-- Begin MATERIAL SHOWN --
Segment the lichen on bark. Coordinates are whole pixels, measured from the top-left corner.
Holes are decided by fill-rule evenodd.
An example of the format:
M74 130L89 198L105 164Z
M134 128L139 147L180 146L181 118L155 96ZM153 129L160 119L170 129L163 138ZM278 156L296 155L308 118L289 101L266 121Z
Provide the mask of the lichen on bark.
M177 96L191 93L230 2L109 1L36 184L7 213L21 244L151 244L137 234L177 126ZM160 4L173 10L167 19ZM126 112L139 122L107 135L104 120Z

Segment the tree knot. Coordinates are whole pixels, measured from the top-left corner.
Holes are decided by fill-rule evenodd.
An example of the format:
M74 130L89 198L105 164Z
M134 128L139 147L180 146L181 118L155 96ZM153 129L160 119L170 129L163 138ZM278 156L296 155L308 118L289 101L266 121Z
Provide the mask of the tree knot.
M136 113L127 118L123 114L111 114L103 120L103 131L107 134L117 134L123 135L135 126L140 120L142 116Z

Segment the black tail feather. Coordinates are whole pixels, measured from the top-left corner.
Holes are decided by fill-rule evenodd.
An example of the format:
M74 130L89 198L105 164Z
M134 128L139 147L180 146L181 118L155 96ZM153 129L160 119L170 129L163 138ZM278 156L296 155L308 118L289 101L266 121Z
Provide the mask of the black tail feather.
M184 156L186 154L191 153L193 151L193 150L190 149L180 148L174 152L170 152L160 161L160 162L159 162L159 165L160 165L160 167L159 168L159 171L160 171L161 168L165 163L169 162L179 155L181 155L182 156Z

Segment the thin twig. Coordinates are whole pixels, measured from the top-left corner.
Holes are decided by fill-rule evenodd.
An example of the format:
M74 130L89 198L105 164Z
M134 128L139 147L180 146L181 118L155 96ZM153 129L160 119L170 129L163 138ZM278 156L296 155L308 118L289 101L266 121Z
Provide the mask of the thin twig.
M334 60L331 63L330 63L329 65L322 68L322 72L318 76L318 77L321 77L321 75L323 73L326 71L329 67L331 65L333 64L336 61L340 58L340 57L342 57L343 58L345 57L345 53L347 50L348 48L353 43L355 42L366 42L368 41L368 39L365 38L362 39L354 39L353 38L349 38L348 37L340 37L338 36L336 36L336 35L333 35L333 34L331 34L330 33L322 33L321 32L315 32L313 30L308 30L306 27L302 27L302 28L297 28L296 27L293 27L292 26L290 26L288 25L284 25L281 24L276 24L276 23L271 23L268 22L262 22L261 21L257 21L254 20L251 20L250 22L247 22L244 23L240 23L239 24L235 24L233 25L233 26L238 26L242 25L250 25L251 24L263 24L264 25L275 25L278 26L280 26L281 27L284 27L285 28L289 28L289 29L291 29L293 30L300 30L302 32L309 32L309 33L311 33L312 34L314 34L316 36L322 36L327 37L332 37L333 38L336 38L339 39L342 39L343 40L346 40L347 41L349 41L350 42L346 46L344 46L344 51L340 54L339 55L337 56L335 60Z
-- End MATERIAL SHOWN --
### JOB
Rewrite all of the records above, replacing "whole pixels" with "integer pixels" wherever it occurs and keeping every other character the same.

### ANSWER FOR THIS EXERCISE
Segment the lichen on bark. Coordinates are integer pixels, measured from the top-left corner.
Holes are decided by fill-rule evenodd.
An example of the format:
M74 130L89 198L105 164Z
M134 128L139 147L180 146L181 118L155 96ZM153 129L160 119L170 129L163 138ZM278 156L296 155L308 118L289 101L266 121Z
Provide the mask of the lichen on bark.
M177 96L191 93L230 2L109 1L36 184L7 213L21 244L151 244L137 234L177 126ZM160 4L173 10L167 19ZM126 112L139 122L107 135L104 120Z

Segment the tree knot. Coordinates are integer pixels, measured from the top-left corner.
Holes are decided by fill-rule evenodd.
An example of the format:
M74 130L89 198L105 164Z
M134 128L139 147L180 146L181 118L155 96ZM153 129L160 119L170 129L163 138ZM278 156L296 155L308 118L289 101L266 121Z
Provide the mask of the tree knot.
M136 113L127 118L123 114L111 114L103 120L103 131L107 134L117 134L123 135L135 126L140 120L142 116Z

Segment the black tail feather. Coordinates are integer pixels, measured from the top-left corner.
Holes are decided by fill-rule evenodd.
An example of the format:
M74 130L89 198L105 164Z
M134 128L139 147L180 146L181 118L155 96ZM153 129L160 119L170 129L163 138ZM278 156L296 155L308 118L289 101L266 121Z
Provide the mask of the black tail feather.
M184 156L186 154L191 153L193 151L193 150L190 149L180 148L174 152L170 152L160 161L160 162L159 162L159 165L160 165L160 167L159 168L159 171L160 171L161 168L165 163L169 162L179 155L181 155L182 156Z

Segment the thin twig. Coordinates are integer pixels, measured from the top-left corner.
Holes are decided by fill-rule evenodd.
An example of the format:
M74 130L89 198L105 164Z
M134 128L139 147L180 146L181 118L155 96ZM153 129L160 119L170 129L163 138ZM278 156L296 155L308 118L289 101L266 121Z
Provide the mask of the thin twig.
M334 60L331 63L330 63L329 65L322 68L322 72L318 76L318 77L321 77L321 75L323 73L326 71L329 67L331 65L333 64L336 61L340 58L340 57L342 57L343 58L345 57L345 53L347 50L348 48L353 43L355 42L366 42L368 41L368 39L365 38L362 39L354 39L353 38L349 38L348 37L340 37L338 36L336 36L336 35L333 35L333 34L331 34L330 33L322 33L321 32L315 32L313 30L308 30L306 27L302 27L302 28L297 28L296 27L293 27L292 26L290 26L288 25L284 25L281 24L276 24L276 23L271 23L268 22L262 22L261 21L257 21L254 20L251 20L250 22L247 22L244 23L240 23L239 24L235 24L233 25L233 26L238 26L242 25L250 25L251 24L263 24L264 25L275 25L278 26L280 26L281 27L284 27L285 28L289 28L289 29L291 29L293 30L300 30L302 32L309 32L309 33L311 33L312 34L314 34L316 36L322 36L327 37L332 37L333 38L336 38L339 39L342 39L343 40L346 40L347 41L349 41L350 42L346 46L344 46L344 51L340 54L339 55L337 56L335 60Z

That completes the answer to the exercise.